▸ **Stated task**:
Quote, without any change, the line that contains "mark: the innermost point of each instance of the green field" and all lines that follow it to the end of the data below.

○ ○ ○ ○ ○ ○ ○

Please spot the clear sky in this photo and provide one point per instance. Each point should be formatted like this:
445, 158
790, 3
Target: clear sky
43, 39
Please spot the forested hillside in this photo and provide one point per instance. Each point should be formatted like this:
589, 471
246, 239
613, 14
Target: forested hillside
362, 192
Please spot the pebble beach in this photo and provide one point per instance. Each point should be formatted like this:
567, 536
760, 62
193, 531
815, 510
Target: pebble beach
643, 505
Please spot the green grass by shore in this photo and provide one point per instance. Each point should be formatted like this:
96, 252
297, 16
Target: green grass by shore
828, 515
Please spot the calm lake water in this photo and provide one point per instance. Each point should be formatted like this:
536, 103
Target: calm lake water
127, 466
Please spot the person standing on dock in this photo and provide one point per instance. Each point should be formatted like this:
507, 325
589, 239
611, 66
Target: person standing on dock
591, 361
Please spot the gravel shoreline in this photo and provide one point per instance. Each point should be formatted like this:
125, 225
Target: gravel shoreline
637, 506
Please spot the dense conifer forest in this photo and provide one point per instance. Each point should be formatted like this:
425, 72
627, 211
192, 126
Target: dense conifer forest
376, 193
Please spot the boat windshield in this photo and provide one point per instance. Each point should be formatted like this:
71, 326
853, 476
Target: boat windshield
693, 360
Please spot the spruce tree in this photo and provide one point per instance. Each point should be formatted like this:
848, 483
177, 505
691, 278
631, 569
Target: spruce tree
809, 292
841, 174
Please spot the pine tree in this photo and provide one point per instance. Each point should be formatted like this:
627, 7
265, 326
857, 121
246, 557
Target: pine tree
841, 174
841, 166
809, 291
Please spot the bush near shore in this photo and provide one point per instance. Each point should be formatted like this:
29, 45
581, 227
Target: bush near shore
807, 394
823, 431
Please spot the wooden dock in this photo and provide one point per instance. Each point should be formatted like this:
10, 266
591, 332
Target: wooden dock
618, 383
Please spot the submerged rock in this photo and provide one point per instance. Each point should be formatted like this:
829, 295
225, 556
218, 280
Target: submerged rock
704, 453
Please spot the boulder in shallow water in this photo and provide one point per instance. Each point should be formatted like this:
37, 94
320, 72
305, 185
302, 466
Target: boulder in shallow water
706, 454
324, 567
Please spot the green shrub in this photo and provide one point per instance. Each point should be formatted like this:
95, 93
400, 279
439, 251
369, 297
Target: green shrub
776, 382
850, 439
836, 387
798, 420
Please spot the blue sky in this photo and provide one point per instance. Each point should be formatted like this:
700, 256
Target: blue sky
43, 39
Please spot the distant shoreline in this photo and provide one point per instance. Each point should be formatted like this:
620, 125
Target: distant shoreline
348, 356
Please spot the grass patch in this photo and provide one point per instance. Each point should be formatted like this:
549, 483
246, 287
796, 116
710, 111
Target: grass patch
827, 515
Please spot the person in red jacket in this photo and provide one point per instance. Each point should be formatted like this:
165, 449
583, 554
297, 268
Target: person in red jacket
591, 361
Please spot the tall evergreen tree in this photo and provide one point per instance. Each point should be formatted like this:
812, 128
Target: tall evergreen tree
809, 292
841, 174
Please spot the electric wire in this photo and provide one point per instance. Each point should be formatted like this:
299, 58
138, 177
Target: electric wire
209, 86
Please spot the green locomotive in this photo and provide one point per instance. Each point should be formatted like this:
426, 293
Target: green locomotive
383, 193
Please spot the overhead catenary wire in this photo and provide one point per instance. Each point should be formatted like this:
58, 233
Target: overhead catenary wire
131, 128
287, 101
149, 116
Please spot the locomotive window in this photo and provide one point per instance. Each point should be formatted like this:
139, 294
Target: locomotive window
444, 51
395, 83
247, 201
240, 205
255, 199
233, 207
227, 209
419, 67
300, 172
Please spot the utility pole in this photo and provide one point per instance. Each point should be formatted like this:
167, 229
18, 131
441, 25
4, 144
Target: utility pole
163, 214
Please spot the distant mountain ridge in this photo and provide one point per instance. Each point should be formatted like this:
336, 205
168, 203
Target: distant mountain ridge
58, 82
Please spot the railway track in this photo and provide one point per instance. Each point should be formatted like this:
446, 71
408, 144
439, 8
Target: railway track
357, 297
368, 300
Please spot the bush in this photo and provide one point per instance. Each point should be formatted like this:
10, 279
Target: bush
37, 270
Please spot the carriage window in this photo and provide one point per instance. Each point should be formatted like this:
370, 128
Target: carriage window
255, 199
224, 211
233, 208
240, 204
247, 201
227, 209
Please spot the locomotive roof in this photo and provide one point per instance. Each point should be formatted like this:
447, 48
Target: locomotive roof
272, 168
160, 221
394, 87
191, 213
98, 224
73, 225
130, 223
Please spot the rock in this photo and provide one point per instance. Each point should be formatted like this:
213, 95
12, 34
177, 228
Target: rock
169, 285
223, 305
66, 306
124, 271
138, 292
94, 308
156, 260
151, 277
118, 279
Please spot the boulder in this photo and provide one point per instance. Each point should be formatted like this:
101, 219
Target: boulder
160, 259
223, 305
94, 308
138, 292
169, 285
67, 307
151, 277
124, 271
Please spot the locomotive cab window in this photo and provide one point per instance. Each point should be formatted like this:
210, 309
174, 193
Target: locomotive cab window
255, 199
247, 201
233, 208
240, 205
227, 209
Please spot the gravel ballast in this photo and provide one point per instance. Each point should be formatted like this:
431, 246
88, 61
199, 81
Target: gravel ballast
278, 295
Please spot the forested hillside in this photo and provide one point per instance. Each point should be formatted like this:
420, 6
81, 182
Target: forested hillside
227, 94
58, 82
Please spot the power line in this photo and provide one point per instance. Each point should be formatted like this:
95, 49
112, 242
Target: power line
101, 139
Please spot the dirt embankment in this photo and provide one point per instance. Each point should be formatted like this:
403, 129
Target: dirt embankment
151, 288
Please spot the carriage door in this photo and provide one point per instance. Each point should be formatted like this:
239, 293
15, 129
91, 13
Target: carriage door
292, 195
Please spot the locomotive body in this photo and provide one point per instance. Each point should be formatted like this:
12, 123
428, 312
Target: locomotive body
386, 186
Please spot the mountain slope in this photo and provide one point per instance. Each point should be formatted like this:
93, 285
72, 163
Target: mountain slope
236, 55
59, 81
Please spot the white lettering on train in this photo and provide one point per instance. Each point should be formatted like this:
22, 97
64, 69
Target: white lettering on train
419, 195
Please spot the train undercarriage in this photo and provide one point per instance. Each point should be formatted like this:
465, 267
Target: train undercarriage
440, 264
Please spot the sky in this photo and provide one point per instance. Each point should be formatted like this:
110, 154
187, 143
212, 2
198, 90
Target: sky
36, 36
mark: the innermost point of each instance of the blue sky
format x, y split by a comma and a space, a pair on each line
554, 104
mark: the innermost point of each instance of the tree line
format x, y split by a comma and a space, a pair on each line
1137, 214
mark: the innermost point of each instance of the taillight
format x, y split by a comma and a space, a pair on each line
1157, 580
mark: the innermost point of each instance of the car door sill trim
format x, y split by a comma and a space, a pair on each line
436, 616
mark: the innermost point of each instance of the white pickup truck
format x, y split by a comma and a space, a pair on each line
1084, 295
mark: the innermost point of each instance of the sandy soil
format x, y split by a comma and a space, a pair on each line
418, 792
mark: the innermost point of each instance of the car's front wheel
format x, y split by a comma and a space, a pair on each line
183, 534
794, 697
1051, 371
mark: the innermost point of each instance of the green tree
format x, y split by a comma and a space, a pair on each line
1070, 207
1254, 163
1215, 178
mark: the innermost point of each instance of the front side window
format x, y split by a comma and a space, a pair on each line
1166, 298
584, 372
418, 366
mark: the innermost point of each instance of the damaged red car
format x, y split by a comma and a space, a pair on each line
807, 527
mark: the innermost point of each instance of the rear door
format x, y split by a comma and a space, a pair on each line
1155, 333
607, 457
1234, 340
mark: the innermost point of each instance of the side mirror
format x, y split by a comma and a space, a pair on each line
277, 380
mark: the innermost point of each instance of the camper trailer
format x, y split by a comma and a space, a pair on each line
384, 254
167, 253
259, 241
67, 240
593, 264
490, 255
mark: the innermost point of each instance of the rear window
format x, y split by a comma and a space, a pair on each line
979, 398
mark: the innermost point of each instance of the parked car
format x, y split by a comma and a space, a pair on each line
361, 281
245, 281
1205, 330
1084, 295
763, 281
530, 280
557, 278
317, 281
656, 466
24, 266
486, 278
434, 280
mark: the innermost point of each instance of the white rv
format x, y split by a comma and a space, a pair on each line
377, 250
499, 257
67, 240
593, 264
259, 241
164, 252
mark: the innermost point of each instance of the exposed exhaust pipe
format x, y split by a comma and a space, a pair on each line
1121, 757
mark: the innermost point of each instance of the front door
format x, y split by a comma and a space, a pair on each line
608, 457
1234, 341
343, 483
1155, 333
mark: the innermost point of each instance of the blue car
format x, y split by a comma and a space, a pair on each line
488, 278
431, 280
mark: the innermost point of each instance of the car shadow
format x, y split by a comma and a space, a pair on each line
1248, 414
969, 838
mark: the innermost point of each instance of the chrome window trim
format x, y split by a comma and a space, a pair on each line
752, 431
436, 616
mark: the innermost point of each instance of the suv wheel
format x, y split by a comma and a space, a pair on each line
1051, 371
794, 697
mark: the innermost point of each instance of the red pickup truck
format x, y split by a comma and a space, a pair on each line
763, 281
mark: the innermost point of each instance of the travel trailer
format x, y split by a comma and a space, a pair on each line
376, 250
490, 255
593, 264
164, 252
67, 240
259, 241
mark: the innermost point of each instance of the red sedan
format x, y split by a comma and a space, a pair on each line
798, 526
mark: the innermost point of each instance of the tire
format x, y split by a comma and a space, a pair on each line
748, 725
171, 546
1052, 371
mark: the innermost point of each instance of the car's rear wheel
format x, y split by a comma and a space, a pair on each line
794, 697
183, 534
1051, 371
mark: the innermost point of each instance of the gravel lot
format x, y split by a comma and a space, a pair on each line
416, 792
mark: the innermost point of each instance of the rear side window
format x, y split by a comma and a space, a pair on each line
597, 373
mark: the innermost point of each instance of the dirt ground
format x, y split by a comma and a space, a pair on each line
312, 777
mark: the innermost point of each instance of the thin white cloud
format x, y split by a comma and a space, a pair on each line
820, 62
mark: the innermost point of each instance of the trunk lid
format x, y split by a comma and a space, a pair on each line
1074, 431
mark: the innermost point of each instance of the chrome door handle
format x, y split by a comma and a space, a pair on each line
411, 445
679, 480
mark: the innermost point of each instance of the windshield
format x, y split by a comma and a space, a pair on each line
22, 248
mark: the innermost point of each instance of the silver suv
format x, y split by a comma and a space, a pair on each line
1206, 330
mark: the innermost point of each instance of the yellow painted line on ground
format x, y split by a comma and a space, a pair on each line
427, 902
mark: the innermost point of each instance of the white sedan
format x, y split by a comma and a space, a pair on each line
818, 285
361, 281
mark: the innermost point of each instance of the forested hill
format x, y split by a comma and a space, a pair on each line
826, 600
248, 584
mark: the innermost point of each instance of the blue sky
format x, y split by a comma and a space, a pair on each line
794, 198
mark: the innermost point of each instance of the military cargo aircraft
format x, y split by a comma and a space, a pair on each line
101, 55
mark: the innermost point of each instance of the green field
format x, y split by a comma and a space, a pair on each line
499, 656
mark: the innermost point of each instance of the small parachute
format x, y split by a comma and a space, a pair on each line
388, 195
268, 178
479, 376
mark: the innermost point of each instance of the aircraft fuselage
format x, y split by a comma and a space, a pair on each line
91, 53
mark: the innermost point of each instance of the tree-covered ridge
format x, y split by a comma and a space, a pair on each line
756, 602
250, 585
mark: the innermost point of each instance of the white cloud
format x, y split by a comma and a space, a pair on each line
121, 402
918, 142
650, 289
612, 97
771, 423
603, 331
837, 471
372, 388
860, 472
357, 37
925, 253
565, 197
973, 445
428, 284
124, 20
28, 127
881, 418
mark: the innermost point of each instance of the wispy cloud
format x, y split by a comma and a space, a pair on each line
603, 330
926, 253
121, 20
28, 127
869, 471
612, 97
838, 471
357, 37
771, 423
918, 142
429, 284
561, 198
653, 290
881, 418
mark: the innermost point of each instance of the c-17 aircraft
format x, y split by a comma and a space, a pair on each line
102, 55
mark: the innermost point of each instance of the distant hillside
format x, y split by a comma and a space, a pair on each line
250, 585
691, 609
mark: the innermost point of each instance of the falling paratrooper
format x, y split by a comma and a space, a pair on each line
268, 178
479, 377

○ ○ ○ ○ ○ ○ ○

▸ **Answer to the problem**:
mark: the innermost point of each instance of the green field
format x, y split by a comma and a space, a pair on each line
499, 656
mark: the innermost point of each instance of the small parachute
format x, y split by a comma and a space, a pair on each line
388, 195
268, 178
479, 376
mark: the innermost point of each instance of the aircraft fuselage
format x, y split by a comma and a space, a pair on each line
91, 53
mark: the innermost point of each instance of the tree-covered ridge
format x, y split by a comma and a space, a pair on each line
756, 602
250, 585
mark: the innermost point of each instance of the white cloud
format x, y split by a comma and a space, a pair on each line
121, 402
918, 142
650, 289
612, 97
771, 423
603, 331
837, 471
372, 388
860, 472
357, 37
925, 253
565, 197
973, 445
428, 284
124, 20
28, 127
881, 418
mark: the innermost point of each instance of the wispy cloud
format x, y split by a comma and a space, a pair on each line
603, 330
926, 253
121, 20
28, 127
869, 471
612, 97
838, 471
357, 37
771, 423
918, 142
429, 284
561, 198
653, 290
881, 418
mark: the innermost point of each instance of the c-17 aircraft
format x, y split by a comma and a space, a pair on each line
102, 55
mark: the innermost point of each instance of the distant hillside
format x, y split by a comma and a space, a pair on each line
250, 585
691, 609
mark: the innermost point of each instance of the falling paratrooper
format x, y split by a comma and a space, a pair on each line
268, 178
479, 377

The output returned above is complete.